Return all of the material below word for word, with every line unchanged and in its original order.

>> begin ENTRIES SUPPLIED

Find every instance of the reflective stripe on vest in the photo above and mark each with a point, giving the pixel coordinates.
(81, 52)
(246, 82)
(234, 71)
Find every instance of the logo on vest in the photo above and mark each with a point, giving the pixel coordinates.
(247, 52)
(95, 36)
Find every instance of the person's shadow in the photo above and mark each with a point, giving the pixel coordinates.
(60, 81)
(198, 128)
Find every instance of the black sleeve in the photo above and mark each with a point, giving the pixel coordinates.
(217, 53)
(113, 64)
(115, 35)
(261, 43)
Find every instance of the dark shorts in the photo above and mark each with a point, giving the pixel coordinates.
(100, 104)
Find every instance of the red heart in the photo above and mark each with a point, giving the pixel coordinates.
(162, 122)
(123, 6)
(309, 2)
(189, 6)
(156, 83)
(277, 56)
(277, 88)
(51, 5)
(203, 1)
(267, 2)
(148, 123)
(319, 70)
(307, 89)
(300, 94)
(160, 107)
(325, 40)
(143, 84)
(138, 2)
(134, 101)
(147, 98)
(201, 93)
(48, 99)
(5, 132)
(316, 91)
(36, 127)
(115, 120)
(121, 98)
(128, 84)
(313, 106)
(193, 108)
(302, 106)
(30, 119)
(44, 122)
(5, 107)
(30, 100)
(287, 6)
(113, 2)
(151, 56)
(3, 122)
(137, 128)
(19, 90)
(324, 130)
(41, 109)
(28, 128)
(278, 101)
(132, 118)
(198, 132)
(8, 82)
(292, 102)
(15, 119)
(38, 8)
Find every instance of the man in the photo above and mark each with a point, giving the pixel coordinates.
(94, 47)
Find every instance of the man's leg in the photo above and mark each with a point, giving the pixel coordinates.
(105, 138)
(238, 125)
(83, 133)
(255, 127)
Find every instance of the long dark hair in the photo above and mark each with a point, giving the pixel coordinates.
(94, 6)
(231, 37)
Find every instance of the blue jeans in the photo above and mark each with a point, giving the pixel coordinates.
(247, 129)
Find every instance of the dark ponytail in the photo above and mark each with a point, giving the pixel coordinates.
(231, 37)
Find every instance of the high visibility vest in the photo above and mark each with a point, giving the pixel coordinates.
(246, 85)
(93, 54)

>> end ENTRIES SUPPLIED

**REPLY**
Find every instance of the reflective stripe on vest in the photo above and mark each with a point, giving the pixel coordinates.
(81, 52)
(246, 82)
(234, 71)
Find every instance of the logo on vest in the photo above and mark each with a point, giving the pixel coordinates.
(247, 52)
(95, 36)
Find every instance of the person's shadow in the photo above and mark each with a point, giving the pixel coordinates.
(60, 81)
(198, 128)
Find every instance of the black sleeve in the photo above and mark each with a point, giving the pixel coordinates.
(217, 53)
(113, 64)
(115, 35)
(261, 43)
Find every instance of the dark shorts in the photo above and mark each with a point, giving the pixel coordinates.
(100, 104)
Find every instance of the red heart in the photo above and mark each with a point, giving the pixel coordinates.
(162, 122)
(123, 6)
(309, 2)
(189, 6)
(156, 83)
(277, 56)
(277, 88)
(51, 5)
(203, 1)
(267, 2)
(148, 123)
(319, 70)
(307, 89)
(300, 94)
(160, 107)
(325, 40)
(143, 84)
(138, 2)
(134, 101)
(147, 98)
(201, 93)
(48, 99)
(5, 132)
(316, 91)
(36, 127)
(115, 120)
(121, 98)
(128, 84)
(313, 106)
(193, 108)
(302, 106)
(30, 119)
(44, 122)
(5, 107)
(30, 100)
(287, 6)
(113, 2)
(151, 56)
(3, 122)
(137, 128)
(19, 90)
(324, 130)
(41, 109)
(28, 128)
(278, 101)
(132, 118)
(198, 132)
(8, 82)
(292, 102)
(15, 119)
(38, 8)
Find every instance of the man in the photo above and mark each with a point, giving the pixel coordinates.
(94, 47)
Find every instance of the man's leg in the photo above and mark each with a point, giving the pixel coordinates.
(105, 138)
(238, 125)
(83, 133)
(255, 127)
Find every instance of the long dark hair in the photo above and mark each with a point, giving the pixel coordinates.
(94, 6)
(231, 37)
Find every instance of the blue jeans in the photo above and mark each with a point, giving the pixel coordinates.
(247, 129)
Find every instance of the dark ponytail in the photo above and mark each with a point, giving the pixel coordinates.
(231, 37)
Find every instance of the high visibility vest in the photo above and mark each with a point, giving the pixel coordinates.
(246, 85)
(93, 54)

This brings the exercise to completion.